[TASK DATA start]

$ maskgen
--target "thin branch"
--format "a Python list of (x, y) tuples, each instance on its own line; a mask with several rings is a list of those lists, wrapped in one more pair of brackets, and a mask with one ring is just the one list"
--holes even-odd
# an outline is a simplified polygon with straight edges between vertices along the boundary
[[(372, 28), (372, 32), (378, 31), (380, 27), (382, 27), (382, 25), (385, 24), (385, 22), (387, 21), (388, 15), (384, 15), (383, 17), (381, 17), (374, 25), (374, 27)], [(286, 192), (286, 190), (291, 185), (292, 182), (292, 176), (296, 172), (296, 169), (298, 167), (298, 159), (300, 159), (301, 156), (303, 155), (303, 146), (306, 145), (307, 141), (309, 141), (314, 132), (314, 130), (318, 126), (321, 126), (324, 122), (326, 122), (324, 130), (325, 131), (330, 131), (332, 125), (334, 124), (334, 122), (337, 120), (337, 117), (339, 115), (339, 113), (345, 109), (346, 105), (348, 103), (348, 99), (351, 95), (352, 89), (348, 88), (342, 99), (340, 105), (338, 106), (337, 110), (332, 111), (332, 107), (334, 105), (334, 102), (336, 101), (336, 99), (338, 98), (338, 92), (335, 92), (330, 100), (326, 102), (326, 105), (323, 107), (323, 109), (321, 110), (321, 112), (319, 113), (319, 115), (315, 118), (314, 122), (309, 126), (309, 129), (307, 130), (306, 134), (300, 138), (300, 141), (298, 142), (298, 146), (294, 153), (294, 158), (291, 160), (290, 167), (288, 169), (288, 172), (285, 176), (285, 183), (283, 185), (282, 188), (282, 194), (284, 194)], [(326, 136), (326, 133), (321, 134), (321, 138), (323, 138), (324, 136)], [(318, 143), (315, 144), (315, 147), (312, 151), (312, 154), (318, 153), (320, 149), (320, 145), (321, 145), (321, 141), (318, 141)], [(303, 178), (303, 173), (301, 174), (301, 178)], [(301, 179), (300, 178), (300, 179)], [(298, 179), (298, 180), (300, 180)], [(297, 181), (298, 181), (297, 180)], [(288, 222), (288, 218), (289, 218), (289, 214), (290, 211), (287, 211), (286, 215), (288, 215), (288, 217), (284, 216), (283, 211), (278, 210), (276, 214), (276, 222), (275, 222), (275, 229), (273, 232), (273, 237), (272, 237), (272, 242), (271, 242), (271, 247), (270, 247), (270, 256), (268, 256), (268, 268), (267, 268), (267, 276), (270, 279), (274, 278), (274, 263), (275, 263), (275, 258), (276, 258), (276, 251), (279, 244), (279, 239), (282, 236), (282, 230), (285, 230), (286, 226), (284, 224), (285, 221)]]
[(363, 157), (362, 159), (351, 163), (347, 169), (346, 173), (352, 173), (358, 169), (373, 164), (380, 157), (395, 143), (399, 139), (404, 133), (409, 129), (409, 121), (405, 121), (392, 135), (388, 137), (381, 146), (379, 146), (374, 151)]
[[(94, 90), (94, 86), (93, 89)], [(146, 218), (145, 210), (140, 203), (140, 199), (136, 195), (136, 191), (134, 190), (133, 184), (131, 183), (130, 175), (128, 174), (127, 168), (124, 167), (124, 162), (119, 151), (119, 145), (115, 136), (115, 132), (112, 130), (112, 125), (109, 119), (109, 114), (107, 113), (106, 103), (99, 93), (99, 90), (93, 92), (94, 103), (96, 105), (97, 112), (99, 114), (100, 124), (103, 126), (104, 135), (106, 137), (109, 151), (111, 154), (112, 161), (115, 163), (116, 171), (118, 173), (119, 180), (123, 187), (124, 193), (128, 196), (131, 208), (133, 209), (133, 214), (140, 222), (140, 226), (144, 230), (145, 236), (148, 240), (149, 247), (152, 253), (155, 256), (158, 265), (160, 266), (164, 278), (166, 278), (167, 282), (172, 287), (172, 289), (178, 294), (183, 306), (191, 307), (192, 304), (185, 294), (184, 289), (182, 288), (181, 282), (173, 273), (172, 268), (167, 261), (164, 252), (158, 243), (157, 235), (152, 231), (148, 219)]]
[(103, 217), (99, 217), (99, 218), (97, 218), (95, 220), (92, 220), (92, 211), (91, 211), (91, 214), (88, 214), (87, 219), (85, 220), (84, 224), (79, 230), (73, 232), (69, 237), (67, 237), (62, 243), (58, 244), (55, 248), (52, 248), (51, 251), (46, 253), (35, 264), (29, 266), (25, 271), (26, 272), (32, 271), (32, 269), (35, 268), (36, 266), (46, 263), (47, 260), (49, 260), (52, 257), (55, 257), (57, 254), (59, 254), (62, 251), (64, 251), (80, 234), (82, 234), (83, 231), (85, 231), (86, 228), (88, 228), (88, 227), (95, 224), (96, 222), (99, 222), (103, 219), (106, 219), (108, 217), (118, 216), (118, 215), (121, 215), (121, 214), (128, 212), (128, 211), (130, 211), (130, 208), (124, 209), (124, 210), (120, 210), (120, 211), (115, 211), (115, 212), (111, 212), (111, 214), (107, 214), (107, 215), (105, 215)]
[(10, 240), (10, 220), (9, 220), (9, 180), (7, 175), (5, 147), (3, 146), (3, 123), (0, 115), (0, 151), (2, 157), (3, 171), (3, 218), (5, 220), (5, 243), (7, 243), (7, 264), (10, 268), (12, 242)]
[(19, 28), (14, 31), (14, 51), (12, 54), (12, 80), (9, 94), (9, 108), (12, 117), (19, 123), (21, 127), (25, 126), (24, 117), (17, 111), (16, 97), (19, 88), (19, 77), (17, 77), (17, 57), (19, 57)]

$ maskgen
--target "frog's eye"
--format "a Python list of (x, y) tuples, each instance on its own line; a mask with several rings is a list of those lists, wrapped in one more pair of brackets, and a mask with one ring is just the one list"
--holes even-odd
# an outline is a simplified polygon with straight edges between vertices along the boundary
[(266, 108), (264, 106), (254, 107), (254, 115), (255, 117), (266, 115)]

[TASK DATA end]

- _SET PROBLEM_:
Retype the listing exactly, in full.

- _THE SOLUTION_:
$ maskgen
--target "thin branch"
--format "a Python list of (x, y) tuples, each instance on its own line; a mask with several rings is a list of those lists, wrapped in one more pair of brackets, and a mask with one ring is just the one list"
--holes even-odd
# an outline is a simplified polygon with straight edges between vertices along the boundary
[[(372, 28), (372, 32), (378, 31), (380, 27), (382, 27), (382, 25), (385, 24), (385, 22), (387, 21), (388, 15), (384, 15), (383, 17), (381, 17), (374, 25), (374, 27)], [(286, 192), (286, 190), (291, 185), (292, 182), (292, 176), (296, 172), (296, 169), (298, 167), (298, 159), (300, 159), (301, 156), (303, 155), (303, 146), (306, 145), (307, 141), (309, 141), (314, 132), (314, 130), (318, 126), (321, 126), (324, 122), (326, 122), (324, 130), (325, 131), (330, 131), (332, 125), (334, 124), (334, 122), (337, 120), (337, 117), (339, 115), (339, 113), (345, 109), (346, 105), (348, 103), (348, 99), (351, 95), (352, 89), (348, 88), (342, 99), (340, 105), (338, 106), (337, 110), (332, 111), (332, 107), (334, 105), (334, 102), (336, 101), (336, 99), (338, 98), (338, 92), (335, 92), (330, 100), (326, 102), (326, 105), (323, 107), (323, 109), (321, 110), (321, 112), (319, 113), (319, 115), (315, 118), (314, 122), (309, 126), (309, 129), (307, 130), (306, 134), (300, 138), (300, 141), (298, 142), (298, 146), (294, 153), (294, 158), (291, 160), (290, 167), (288, 169), (288, 172), (285, 176), (285, 183), (283, 185), (282, 188), (282, 194), (284, 194)], [(326, 136), (326, 133), (321, 134), (321, 138), (323, 138), (324, 136)], [(318, 143), (315, 144), (315, 147), (312, 151), (312, 154), (318, 153), (320, 149), (320, 145), (321, 145), (321, 141), (318, 141)], [(303, 178), (303, 173), (301, 174), (301, 178)], [(301, 179), (300, 178), (300, 179)], [(298, 179), (298, 180), (300, 180)], [(297, 181), (298, 181), (297, 180)], [(288, 222), (288, 218), (289, 218), (289, 214), (290, 211), (287, 211), (286, 215), (288, 215), (288, 217), (284, 216), (283, 211), (278, 210), (276, 214), (276, 222), (275, 222), (275, 229), (273, 232), (273, 237), (272, 237), (272, 242), (271, 242), (271, 247), (270, 247), (270, 256), (268, 256), (268, 268), (267, 268), (267, 276), (270, 279), (274, 278), (274, 263), (275, 263), (275, 258), (276, 258), (276, 251), (279, 244), (279, 239), (282, 236), (282, 230), (285, 230), (286, 226), (284, 224), (285, 221)]]
[(363, 157), (362, 159), (351, 163), (347, 169), (346, 173), (352, 173), (358, 169), (373, 164), (380, 157), (395, 143), (399, 139), (404, 133), (409, 129), (409, 121), (405, 121), (392, 135), (388, 137), (381, 146), (379, 146), (374, 151)]
[[(94, 90), (94, 86), (93, 89)], [(146, 218), (145, 210), (140, 203), (140, 199), (136, 195), (136, 191), (134, 190), (133, 184), (131, 183), (130, 175), (128, 174), (127, 168), (124, 167), (124, 162), (119, 151), (119, 145), (115, 136), (115, 132), (112, 130), (112, 125), (109, 119), (109, 114), (107, 113), (106, 103), (99, 93), (99, 90), (93, 92), (94, 103), (96, 105), (97, 112), (99, 114), (100, 124), (103, 126), (104, 135), (106, 137), (109, 151), (111, 154), (112, 161), (115, 163), (116, 171), (118, 173), (119, 180), (123, 187), (124, 193), (128, 196), (131, 208), (133, 209), (133, 214), (140, 222), (140, 226), (144, 230), (145, 236), (148, 240), (149, 247), (152, 253), (155, 256), (158, 265), (160, 266), (164, 278), (166, 278), (167, 282), (172, 287), (172, 289), (178, 294), (183, 306), (191, 307), (192, 304), (185, 294), (184, 289), (182, 288), (181, 282), (173, 273), (172, 268), (167, 261), (164, 252), (158, 243), (157, 235), (152, 231), (148, 219)]]
[(103, 217), (99, 217), (99, 218), (97, 218), (95, 220), (92, 220), (92, 211), (91, 211), (91, 214), (88, 214), (87, 219), (85, 220), (84, 224), (79, 230), (73, 232), (69, 237), (67, 237), (62, 243), (58, 244), (55, 248), (52, 248), (51, 251), (46, 253), (35, 264), (29, 266), (25, 271), (26, 272), (32, 271), (32, 269), (35, 268), (36, 266), (46, 263), (47, 260), (49, 260), (52, 257), (55, 257), (57, 254), (59, 254), (62, 251), (64, 251), (80, 234), (82, 234), (83, 231), (85, 231), (86, 228), (88, 228), (88, 227), (95, 224), (96, 222), (99, 222), (103, 219), (106, 219), (108, 217), (118, 216), (118, 215), (121, 215), (121, 214), (128, 212), (128, 211), (130, 211), (130, 208), (124, 209), (124, 210), (120, 210), (120, 211), (115, 211), (115, 212), (111, 212), (111, 214), (107, 214), (107, 215), (105, 215)]
[(10, 240), (10, 220), (9, 220), (9, 180), (7, 175), (5, 147), (3, 146), (3, 123), (0, 115), (0, 151), (2, 157), (3, 171), (3, 218), (5, 220), (5, 243), (7, 243), (7, 264), (10, 268), (12, 242)]
[(19, 28), (14, 31), (14, 51), (12, 54), (12, 80), (9, 94), (9, 108), (12, 117), (19, 123), (21, 127), (25, 126), (24, 117), (17, 111), (16, 97), (19, 88), (19, 77), (17, 77), (17, 57), (19, 57)]

$ maskgen
--target "frog's eye"
--format "a Python list of (x, y) tuples, each instance on its own line; a mask with several rings is a list of those lists, wrapped in one more pair of brackets, and a mask with one ring is just the one list"
--holes even-odd
# an outline is a simplified polygon with straight edges between vertices along the boundary
[(266, 108), (264, 106), (254, 107), (254, 115), (255, 117), (266, 115)]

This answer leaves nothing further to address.